WRITTEN TASK.
Using the ferry safety article, decide whether each statement agrees with it: (a) The report was launched in February. (b) Interferry funded the team's research. (c) The study covers seven countries. Answer yes or no for each and quote the deciding words of the article.

PAGE.
>> Start

Scope for change

by | 23rd March 2023 | Ship & Boat International - News, Research & Education

Home News Scope for change
Safety of Domestic Ferries – A Scoping Study of 7 Countries,

February saw the launch of the report Safety of Domestic Ferries – A Scoping Study of 7 Countries, based on research conducted by World Maritime University representatives including Anish Hebbar, Serdar Yildiz, Nadhir Kahlouche and Jens-Uwe Schröder-Hinrichs. The team’s research was funded by the Lloyd’s Register Foundation and supported by Interferry, the Worldwide Ferry Safety Association and Arcsilea Ltd, among others.

>> End

EXTRACTED MATERIAL.
>> Start

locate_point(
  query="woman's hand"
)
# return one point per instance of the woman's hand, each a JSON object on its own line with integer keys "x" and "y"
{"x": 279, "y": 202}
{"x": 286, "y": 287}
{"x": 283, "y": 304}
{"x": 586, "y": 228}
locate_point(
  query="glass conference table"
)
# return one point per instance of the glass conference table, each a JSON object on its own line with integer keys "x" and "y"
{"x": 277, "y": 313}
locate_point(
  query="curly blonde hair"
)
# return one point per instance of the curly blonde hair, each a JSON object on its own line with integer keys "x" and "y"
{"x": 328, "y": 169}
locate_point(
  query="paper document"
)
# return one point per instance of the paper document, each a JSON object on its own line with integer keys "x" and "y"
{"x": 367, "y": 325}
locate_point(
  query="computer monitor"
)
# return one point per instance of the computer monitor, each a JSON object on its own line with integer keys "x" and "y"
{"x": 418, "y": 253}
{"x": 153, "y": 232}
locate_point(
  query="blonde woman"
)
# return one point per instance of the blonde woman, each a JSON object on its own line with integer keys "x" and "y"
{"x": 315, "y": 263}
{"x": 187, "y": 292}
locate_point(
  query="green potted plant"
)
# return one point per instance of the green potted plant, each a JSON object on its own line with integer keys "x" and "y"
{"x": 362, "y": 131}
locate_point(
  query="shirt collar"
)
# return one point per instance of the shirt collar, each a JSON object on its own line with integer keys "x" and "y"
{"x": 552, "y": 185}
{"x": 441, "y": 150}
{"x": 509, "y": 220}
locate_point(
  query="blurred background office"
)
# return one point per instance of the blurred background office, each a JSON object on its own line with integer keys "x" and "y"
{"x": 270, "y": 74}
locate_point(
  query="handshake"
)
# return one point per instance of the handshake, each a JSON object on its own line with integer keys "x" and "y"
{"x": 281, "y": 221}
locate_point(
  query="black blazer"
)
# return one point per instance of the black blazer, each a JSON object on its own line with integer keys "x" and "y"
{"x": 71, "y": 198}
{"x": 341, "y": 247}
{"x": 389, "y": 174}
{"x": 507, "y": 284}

>> End

RESULT OF THIS EXERCISE.
(a) Yes: "February saw the launch of the report"
(b) No: "The team’s research was funded by the Lloyd’s Register Foundation and supported by Interferry"
(c) Yes: "A Scoping Study of 7 Countries"